In general, pure essential oils can be subdivided into two distinct groups of chemical constituents; the hydrocarbons which are made up almost exclusively of terpenes (monoterpenes, sesquiterpenes, and diterpenes), and the oxygenated compounds which are mainly esters, aldehydes, ketones, alcohols, phenols, and oxides.
Terpenes - inhibit the accumulation of toxins and help discharge existing toxins from the liver and kidneys.
Esters - are the compounds resulting from the reaction of an alcohol with an acid (known as esterification). Esters are very common and are found in a large number of essential oils. They are anti-fungal, calming and relaxing.
Aldehydes - are highly reactive and characterized by the group C-H-O (Carbon, Hydrogen, Oxygen). In general, they are anti-infectious with a sedative effect on the central nervous system. They can be quite irritating when applied topically (citral being one example), but may have a profound calming effect when inhaled.

*Problems to work on:*
1. Could you shorten the paragraph beginning "Esters - are the compounds" in the passage on essential oil constituents into a brief bulleted list that keeps its main facts?
2. Could you transcribe the part of the passage on essential oil constituents starting with "In general, pure" and going on through "calming and relaxing."?

*Provided information:*

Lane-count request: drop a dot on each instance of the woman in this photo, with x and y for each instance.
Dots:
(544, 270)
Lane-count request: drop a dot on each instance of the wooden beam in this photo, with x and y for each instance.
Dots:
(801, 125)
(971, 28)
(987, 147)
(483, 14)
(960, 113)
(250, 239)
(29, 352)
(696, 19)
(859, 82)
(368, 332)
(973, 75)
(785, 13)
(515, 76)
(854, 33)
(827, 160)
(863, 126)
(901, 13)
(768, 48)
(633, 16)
---
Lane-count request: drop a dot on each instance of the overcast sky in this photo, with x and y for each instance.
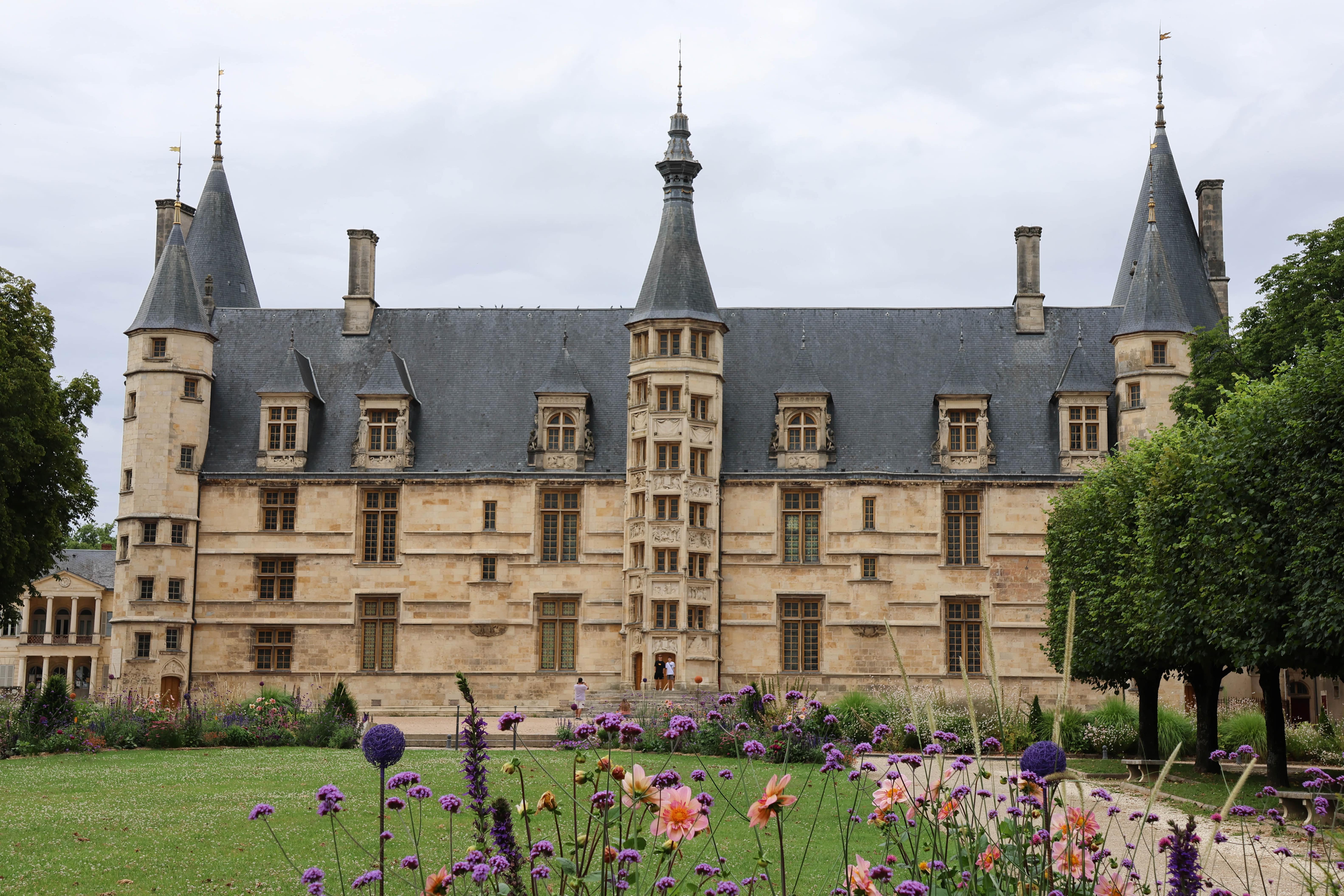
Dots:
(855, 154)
...
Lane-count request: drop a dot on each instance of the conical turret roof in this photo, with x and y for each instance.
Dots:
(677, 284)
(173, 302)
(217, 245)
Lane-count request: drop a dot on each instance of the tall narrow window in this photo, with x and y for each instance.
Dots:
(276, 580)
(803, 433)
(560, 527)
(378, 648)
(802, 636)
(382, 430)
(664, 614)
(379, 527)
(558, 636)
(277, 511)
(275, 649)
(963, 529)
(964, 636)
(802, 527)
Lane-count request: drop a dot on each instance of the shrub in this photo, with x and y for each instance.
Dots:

*Answers for the tasks:*
1.
- Esters form when an alcohol reacts with an acid, a process called esterification.
- They are very common and occur in many essential oils.
- They are anti-fungal, calming, and relaxing.

2.
In general, pure essential oils can be subdivided into two distinct groups of chemical constituents; the hydrocarbons which are made up almost exclusively of terpenes (monoterpenes, sesquiterpenes, and diterpenes), and the oxygenated compounds which are mainly esters, aldehydes, ketones, alcohols, phenols, and oxides.
Terpenes - inhibit the accumulation of toxins and help discharge existing toxins from the liver and kidneys.
Esters - are the compounds resulting from the reaction of an alcohol with an acid (known as esterification). Esters are very common and are found in a large number of essential oils. They are anti-fungal, calming and relaxing.